**Work instruction:**
Copy out everything from the first line of the items below down to and including the line that contains "positive clicks: (647, 1180) (555, 1092)".

[Items drawn from a dataset]
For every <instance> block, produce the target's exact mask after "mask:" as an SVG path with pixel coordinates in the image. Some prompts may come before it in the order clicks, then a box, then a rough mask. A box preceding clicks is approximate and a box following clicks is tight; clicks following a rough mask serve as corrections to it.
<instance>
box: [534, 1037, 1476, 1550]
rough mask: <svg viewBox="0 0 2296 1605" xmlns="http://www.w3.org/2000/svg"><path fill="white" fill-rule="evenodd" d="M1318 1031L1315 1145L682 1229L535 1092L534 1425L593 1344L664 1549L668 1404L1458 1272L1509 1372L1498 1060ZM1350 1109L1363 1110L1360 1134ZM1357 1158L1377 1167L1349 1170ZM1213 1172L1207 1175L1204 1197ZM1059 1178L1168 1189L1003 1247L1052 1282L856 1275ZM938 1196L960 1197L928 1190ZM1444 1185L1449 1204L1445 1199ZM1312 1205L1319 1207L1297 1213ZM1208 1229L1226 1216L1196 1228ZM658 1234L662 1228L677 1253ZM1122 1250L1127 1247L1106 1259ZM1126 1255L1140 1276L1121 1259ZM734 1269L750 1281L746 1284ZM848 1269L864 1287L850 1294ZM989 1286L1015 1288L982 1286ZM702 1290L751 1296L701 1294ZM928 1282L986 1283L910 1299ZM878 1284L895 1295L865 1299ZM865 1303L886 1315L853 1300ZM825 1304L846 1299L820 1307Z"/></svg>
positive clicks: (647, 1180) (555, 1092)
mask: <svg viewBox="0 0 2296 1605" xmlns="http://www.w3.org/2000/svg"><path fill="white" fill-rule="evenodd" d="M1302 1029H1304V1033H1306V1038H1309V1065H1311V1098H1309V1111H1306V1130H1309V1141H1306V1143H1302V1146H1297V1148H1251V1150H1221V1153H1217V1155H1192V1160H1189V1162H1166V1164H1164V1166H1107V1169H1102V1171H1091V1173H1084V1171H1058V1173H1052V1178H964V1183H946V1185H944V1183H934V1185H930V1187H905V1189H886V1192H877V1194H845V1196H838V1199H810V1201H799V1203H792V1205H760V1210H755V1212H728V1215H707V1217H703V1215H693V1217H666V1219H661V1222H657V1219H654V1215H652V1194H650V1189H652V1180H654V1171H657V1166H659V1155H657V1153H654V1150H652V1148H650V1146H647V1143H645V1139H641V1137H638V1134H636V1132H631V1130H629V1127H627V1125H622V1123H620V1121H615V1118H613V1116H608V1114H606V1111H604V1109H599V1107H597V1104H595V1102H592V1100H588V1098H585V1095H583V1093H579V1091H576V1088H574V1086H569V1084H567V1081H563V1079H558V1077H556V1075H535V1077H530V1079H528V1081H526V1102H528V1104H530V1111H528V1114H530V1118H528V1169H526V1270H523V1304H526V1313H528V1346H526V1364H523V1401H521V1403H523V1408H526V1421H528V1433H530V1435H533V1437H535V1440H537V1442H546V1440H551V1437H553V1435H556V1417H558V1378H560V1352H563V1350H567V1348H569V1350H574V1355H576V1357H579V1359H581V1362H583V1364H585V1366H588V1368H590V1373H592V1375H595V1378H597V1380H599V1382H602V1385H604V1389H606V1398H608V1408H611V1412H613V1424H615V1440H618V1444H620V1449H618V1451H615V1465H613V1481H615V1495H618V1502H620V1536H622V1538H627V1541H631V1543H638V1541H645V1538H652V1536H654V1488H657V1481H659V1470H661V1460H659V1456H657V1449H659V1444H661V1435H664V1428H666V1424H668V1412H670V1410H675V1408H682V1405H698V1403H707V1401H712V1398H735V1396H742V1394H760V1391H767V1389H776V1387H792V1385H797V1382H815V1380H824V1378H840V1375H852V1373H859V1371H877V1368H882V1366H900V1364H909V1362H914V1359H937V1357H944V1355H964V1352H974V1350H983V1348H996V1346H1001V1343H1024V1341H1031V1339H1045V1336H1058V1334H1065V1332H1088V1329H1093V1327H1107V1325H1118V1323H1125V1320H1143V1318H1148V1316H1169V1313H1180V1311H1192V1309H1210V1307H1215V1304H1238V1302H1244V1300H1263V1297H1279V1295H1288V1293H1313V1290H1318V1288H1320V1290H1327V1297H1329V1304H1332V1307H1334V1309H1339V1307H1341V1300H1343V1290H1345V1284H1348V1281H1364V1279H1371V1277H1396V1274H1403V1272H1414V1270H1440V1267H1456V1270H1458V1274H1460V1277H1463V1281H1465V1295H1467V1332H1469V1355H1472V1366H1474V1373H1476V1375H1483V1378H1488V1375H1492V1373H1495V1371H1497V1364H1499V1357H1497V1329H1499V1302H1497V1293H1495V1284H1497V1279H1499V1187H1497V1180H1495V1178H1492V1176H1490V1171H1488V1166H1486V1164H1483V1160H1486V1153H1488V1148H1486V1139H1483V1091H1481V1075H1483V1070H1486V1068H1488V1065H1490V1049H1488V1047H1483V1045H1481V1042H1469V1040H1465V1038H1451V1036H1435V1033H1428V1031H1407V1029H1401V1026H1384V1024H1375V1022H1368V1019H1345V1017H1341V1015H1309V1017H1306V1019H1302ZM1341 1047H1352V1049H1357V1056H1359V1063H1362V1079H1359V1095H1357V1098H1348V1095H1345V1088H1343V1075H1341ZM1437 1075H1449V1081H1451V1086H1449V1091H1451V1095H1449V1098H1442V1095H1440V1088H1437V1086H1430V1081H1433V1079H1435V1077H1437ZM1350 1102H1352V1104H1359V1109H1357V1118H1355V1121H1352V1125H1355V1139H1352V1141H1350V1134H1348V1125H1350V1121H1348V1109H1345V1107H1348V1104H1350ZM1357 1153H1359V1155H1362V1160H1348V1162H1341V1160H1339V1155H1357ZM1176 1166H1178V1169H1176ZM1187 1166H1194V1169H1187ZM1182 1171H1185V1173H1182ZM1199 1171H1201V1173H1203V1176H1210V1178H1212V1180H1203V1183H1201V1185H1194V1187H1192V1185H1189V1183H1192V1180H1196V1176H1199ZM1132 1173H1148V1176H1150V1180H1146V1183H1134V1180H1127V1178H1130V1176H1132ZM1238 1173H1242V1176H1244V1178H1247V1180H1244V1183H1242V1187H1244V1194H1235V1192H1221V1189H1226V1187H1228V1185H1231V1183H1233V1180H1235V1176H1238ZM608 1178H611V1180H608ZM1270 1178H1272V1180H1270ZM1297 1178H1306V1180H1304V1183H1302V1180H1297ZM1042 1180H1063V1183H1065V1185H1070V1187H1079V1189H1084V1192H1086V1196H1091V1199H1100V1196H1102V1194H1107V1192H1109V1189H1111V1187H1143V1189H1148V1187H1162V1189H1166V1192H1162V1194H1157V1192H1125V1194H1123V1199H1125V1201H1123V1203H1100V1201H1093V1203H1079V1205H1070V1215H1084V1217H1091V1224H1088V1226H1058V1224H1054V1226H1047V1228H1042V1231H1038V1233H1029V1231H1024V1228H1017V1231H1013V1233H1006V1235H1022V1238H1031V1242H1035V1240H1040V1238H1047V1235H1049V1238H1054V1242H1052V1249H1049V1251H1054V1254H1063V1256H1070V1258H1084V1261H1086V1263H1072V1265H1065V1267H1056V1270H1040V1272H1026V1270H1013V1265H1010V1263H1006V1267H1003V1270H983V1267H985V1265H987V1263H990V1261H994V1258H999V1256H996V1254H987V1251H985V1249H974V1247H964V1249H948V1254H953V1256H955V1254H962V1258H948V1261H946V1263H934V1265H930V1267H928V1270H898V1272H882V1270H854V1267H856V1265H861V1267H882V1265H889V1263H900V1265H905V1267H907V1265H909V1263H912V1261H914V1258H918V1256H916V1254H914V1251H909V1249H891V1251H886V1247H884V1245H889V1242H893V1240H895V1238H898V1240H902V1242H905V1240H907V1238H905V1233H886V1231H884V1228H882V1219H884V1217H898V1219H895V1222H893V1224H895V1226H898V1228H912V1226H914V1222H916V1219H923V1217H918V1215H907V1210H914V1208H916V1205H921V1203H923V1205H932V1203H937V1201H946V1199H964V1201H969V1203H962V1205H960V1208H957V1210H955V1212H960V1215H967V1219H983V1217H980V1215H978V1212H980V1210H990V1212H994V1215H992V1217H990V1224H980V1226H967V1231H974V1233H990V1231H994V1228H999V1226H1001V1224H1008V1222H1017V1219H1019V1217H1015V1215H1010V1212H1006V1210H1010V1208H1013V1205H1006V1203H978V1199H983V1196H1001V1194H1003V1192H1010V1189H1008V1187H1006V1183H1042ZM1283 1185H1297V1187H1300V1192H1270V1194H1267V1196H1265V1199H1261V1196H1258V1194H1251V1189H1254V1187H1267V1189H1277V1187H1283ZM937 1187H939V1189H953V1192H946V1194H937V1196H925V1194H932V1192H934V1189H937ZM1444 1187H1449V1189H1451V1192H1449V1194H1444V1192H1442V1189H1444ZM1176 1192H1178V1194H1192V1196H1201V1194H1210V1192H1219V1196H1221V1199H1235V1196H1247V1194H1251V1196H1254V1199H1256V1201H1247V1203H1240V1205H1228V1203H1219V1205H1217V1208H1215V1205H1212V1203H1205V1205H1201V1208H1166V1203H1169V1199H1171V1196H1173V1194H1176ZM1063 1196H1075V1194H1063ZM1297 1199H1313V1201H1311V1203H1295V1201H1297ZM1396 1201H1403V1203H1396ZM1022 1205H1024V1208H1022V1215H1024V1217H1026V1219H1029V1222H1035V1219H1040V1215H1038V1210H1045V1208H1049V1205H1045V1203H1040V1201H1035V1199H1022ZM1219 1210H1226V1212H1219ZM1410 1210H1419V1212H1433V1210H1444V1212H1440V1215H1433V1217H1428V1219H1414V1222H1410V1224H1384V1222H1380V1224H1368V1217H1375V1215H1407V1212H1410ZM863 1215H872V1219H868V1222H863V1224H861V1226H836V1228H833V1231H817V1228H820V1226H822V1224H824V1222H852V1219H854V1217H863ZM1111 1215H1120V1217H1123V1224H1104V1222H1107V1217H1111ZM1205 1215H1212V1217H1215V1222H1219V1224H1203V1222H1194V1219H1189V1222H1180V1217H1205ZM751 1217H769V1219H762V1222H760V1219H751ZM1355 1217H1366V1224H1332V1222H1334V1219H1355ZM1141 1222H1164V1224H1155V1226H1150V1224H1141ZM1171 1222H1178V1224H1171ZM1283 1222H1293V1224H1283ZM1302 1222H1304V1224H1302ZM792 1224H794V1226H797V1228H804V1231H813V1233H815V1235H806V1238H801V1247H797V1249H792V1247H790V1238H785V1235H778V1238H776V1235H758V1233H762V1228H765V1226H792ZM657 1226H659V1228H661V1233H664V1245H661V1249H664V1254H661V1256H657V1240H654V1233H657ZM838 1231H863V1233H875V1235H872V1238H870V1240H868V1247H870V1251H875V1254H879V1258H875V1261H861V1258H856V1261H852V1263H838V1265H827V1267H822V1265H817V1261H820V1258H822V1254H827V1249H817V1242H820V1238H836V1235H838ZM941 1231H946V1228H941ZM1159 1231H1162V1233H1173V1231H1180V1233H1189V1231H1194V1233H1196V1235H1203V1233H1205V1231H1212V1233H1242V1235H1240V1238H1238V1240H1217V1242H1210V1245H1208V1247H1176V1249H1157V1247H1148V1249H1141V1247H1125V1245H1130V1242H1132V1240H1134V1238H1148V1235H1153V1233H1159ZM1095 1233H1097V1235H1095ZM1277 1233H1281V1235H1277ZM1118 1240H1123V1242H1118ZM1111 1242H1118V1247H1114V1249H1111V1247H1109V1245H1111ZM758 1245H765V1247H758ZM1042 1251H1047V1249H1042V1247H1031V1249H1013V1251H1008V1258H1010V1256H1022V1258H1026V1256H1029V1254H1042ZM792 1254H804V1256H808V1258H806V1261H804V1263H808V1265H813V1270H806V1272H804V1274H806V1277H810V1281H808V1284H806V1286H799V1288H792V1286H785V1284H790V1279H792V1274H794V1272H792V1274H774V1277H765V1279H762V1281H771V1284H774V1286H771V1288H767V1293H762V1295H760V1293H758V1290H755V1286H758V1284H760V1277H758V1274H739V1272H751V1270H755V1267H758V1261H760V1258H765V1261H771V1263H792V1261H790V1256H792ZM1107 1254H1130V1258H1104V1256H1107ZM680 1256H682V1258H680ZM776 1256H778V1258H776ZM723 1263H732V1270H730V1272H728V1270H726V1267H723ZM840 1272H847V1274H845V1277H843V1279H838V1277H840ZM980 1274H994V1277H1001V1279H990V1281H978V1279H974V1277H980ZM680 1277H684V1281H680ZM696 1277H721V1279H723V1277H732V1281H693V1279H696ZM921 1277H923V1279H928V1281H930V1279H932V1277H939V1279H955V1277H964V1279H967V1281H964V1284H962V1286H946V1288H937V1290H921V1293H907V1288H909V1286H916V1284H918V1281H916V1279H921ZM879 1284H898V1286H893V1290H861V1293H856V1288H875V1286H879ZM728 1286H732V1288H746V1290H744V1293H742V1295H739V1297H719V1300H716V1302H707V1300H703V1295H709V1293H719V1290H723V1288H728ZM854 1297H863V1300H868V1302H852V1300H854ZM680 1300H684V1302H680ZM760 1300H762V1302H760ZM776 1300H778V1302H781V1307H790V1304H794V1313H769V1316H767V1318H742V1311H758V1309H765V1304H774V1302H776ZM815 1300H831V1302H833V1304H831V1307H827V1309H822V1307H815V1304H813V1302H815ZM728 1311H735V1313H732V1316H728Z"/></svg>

**Task solution:**
For every <instance> block, produce the target's exact mask after "mask:" as an SVG path with pixel coordinates in the image. Some prompts may come before it in the order clicks, then a box, then a rough mask. A box preceding clicks is approximate and a box following clicks is tight; clicks following a rough mask serve as corrections to it.
<instance>
box: [534, 1037, 1476, 1550]
rough mask: <svg viewBox="0 0 2296 1605" xmlns="http://www.w3.org/2000/svg"><path fill="white" fill-rule="evenodd" d="M1318 1031L1315 1145L682 1229L535 1092L534 1425L593 1344L664 1549L668 1404L1458 1272L1509 1372L1498 1060ZM1350 1109L1363 1110L1360 1134ZM1357 1158L1377 1167L1349 1170ZM1213 1172L1207 1175L1204 1197ZM1059 1178L1168 1189L1003 1247L1052 1282L856 1275ZM938 1196L960 1197L928 1190ZM1444 1185L1449 1204L1445 1199ZM1312 1205L1319 1207L1297 1213ZM1208 1229L1226 1216L1196 1228ZM658 1234L662 1228L677 1253ZM1122 1250L1127 1247L1106 1259ZM1126 1255L1140 1276L1121 1259ZM734 1269L750 1281L746 1284ZM848 1269L864 1287L850 1294ZM989 1286L1015 1288L982 1286ZM702 1290L751 1296L701 1294ZM928 1282L986 1283L910 1299ZM878 1284L895 1295L865 1299ZM865 1303L886 1315L853 1300ZM825 1304L846 1299L820 1307Z"/></svg>
positive clicks: (647, 1180) (555, 1092)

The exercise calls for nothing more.